▸ **Document passage**:
In Thomas Malory’s epic tale of King Arthur, Le Morte Darthur, the young king has finally, exhaustedly, solidified his rule and he just married Guinevere (though Merlin told him not to). They are celebrating in Camelot with a comforting future ahead. Then, out of the blue, ambassadors from Rome come to Arthur’s court, demanding fealty, and a whole unexpected trajectory spins into play. Arthur will leave England with troops, battle his way across Europe, slay a giant, kill the Roman emperor, rest by Lake Lucerne, cross the Alps, besiege a city, and, ultimately, arrive in Rome. It becomes his defining action as king, and his journey defined mine as a reader.  I decided to follow Arthur’s route.

I write about the intersection of medieval literature and geography, of poets and astronomers.  My book Mirror of the World: Literature, Maps, and Geographic Writing in Late Medieval and Early Modern England was published by Routledge in 2021.

This blog chronicles my journey following the legendary route of King Arthur’s Roman War campaign, from Winchester to Rome.

To follow the journey, begin with the posts starting in January 2026 (reorganized from previous posts).

Posted in Uncategorized | 2 Comments

An update on Passionate Geography, January 2026

St. Gotthard Pass

Friends, if you once subscribed to this seemingly long-lost blog, you will start to see that I am tinkering and revising and hopefully finishing this project. If you would like to unsubscribe, please feel free to do so!

If you are willing to have another go at this journey with me, you will see that I am rewriting the introduction, with the story now beginning on the train to Paris, en media res. From there, I go back to the beginning of the journey in England, three years earlier. Once I get the first section (London to Paris) organized, I’ll be adding new posts that chronicle the journey from Paris to Rome (and back).

▸ **Problem details**:
Extract the entire blog passage about following King Arthur's route, reproducing it word for word. None of the material is needed for this.

[Data items]

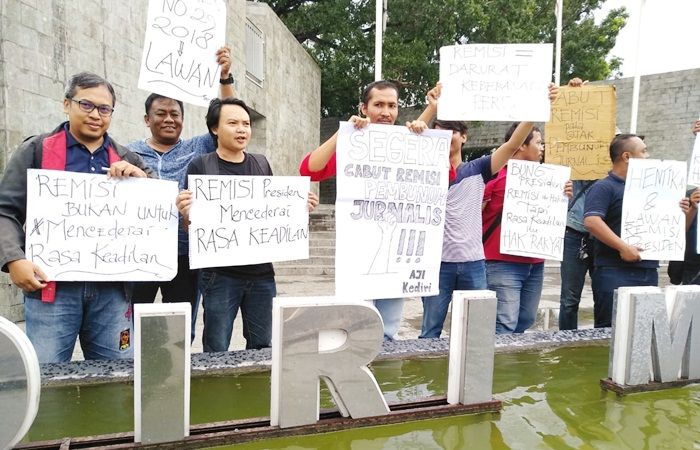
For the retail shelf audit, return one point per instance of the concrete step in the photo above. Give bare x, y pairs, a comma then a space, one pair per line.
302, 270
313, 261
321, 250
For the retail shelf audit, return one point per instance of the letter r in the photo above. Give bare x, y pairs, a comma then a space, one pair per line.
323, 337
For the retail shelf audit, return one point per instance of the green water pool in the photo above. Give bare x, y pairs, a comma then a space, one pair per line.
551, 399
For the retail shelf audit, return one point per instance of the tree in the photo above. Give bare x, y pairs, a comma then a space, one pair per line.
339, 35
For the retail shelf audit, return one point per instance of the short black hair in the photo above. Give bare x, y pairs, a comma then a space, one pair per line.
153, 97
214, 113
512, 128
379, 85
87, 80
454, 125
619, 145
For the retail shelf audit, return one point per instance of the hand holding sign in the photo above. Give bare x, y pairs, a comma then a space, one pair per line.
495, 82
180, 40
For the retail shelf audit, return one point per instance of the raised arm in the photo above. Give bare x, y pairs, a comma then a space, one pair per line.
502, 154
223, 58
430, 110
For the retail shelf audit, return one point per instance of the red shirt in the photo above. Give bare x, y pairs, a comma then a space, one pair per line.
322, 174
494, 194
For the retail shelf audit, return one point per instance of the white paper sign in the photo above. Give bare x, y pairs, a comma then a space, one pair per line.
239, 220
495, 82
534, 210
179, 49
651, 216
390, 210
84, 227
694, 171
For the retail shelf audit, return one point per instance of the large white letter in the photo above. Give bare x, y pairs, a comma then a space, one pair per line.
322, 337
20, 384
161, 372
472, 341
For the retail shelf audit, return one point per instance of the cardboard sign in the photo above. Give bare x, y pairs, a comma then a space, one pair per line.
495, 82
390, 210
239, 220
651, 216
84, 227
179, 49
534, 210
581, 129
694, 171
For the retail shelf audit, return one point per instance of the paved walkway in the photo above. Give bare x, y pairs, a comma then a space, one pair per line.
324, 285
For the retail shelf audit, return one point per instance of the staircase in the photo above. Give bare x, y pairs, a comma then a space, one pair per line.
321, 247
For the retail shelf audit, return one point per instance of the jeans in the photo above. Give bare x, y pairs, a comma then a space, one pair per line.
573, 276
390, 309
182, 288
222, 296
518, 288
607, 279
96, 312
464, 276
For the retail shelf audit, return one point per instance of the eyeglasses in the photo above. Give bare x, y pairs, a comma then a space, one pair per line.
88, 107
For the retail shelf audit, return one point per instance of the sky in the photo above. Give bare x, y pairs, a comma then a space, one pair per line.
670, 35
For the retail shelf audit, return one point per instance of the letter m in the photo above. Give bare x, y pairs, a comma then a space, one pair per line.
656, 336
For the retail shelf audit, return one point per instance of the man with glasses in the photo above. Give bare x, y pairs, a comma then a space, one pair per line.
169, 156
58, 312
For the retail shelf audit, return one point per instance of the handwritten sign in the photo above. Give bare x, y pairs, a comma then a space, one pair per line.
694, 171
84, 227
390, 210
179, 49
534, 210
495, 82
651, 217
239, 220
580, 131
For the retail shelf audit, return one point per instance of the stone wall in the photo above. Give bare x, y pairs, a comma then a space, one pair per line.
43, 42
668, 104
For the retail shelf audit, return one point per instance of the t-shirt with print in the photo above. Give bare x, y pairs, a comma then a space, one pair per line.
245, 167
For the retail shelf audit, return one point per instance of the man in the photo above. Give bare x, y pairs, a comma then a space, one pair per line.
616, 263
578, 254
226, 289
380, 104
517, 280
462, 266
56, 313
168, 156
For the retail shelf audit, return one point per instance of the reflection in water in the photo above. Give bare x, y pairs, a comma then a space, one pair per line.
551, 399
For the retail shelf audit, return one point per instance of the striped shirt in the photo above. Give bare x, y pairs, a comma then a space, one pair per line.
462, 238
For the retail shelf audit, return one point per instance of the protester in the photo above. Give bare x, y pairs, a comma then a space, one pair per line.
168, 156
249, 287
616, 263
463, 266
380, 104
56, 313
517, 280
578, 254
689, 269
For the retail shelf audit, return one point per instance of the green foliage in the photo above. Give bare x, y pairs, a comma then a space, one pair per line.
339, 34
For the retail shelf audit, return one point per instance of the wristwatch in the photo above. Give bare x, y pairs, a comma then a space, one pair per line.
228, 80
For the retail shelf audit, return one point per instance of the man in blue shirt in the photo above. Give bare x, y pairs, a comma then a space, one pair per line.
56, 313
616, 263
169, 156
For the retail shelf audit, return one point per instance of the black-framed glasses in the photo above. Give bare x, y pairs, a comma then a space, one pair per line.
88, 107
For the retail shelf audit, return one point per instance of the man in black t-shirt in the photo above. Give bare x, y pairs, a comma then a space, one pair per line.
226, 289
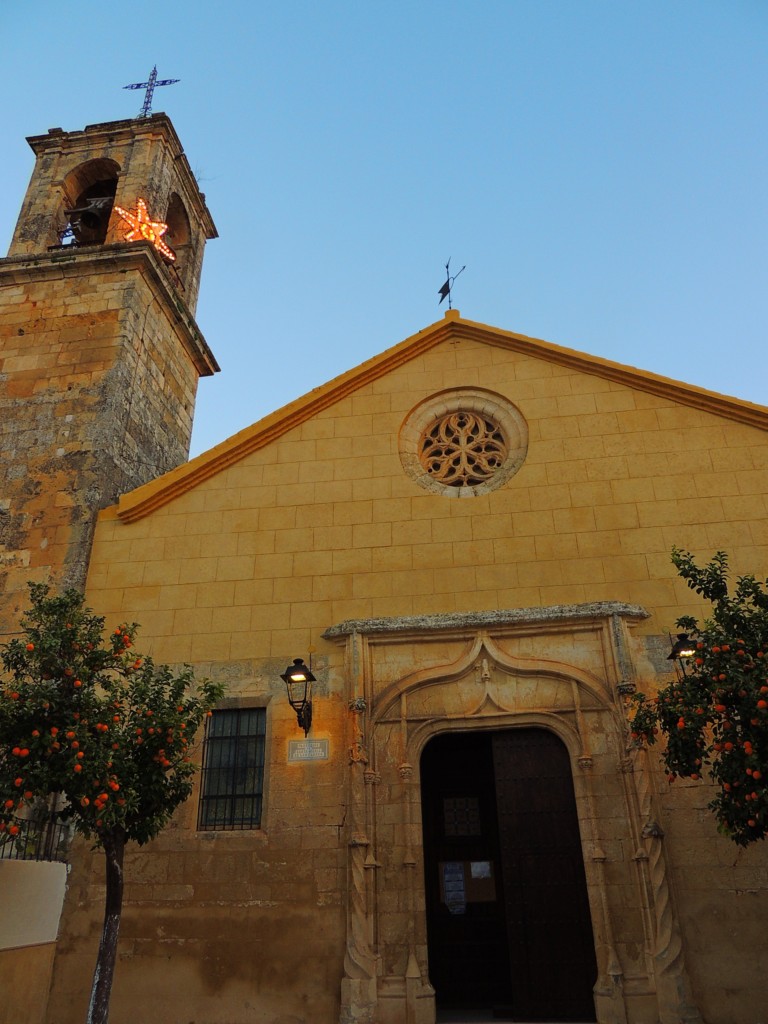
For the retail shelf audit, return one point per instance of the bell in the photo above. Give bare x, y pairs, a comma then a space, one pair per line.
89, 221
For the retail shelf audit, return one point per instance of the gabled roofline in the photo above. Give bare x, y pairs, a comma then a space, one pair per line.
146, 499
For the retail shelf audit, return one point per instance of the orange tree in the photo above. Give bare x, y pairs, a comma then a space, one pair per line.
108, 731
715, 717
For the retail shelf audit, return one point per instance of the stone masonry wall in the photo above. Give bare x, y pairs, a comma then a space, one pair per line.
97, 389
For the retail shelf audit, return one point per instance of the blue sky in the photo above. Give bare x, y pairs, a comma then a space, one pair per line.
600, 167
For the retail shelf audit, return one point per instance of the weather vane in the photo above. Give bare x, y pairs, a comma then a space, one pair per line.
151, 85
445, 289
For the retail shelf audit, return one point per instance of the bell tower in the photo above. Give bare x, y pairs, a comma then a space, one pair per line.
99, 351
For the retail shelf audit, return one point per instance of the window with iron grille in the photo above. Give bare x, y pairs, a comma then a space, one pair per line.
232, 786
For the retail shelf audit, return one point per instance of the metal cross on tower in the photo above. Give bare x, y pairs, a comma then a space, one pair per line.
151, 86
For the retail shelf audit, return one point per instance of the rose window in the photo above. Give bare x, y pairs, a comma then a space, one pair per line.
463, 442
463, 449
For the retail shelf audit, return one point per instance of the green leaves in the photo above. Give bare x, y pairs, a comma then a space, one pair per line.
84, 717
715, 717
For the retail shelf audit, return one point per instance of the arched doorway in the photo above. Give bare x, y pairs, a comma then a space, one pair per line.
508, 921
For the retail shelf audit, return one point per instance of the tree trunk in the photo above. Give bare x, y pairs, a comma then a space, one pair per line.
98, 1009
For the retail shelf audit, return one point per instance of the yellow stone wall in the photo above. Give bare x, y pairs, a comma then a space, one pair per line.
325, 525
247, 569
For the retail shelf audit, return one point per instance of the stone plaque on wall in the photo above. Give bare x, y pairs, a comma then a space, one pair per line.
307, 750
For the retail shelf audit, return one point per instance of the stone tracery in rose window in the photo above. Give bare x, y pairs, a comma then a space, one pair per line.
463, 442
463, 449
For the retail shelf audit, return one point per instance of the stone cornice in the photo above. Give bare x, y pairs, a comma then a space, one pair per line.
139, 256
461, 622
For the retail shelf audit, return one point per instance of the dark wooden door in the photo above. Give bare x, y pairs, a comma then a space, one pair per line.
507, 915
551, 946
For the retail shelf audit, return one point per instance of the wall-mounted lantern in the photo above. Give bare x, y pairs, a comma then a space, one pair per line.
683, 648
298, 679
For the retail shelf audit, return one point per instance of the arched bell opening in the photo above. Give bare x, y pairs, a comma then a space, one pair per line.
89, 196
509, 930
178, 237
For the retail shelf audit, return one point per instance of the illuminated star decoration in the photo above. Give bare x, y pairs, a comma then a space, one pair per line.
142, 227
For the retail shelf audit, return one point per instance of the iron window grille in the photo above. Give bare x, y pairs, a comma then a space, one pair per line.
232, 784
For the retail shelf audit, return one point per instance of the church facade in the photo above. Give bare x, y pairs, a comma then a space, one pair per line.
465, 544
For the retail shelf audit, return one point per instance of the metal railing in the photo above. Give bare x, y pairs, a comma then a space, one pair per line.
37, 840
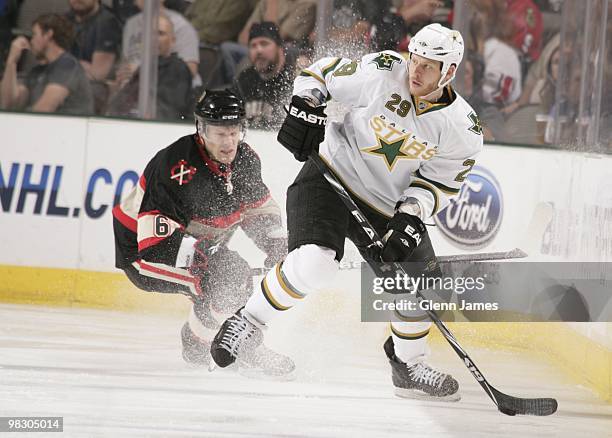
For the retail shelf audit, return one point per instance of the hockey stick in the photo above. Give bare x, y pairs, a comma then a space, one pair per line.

▸ **Answer to this problem**:
In Thomas Malory’s epic tale of King Arthur, Le Morte Darthur, the young king has finally, exhaustedly, solidified his rule and he just married Guinevere (though Merlin told him not to). They are celebrating in Camelot with a comforting future ahead. Then, out of the blue, ambassadors from Rome come to Arthur’s court, demanding fealty, and a whole unexpected trajectory spins into play. Arthur will leave England with troops, battle his way across Europe, slay a giant, kill the Roman emperor, rest by Lake Lucerne, cross the Alps, besiege a city, and, ultimately, arrive in Rome. It becomes his defining action as king, and his journey defined mine as a reader.  I decided to follow Arthur’s route.

I write about the intersection of medieval literature and geography, of poets and astronomers.  My book Mirror of the World: Literature, Maps, and Geographic Writing in Late Medieval and Early Modern England was published by Routledge in 2021.

This blog chronicles my journey following the legendary route of King Arthur’s Roman War campaign, from Winchester to Rome.

To follow the journey, begin with the posts starting in January 2026 (reorganized from previous posts).

Posted in Uncategorized | 2 Comments

An update on Passionate Geography, January 2026

St. Gotthard Pass

Friends, if you once subscribed to this seemingly long-lost blog, you will start to see that I am tinkering and revising and hopefully finishing this project. If you would like to unsubscribe, please feel free to do so!

If you are willing to have another go at this journey with me, you will see that I am rewriting the introduction, with the story now beginning on the train to Paris, en media res. From there, I go back to the beginning of the journey in England, three years earlier. Once I get the first section (London to Paris) organized, I’ll be adding new posts that chronicle the journey from Paris to Rome (and back).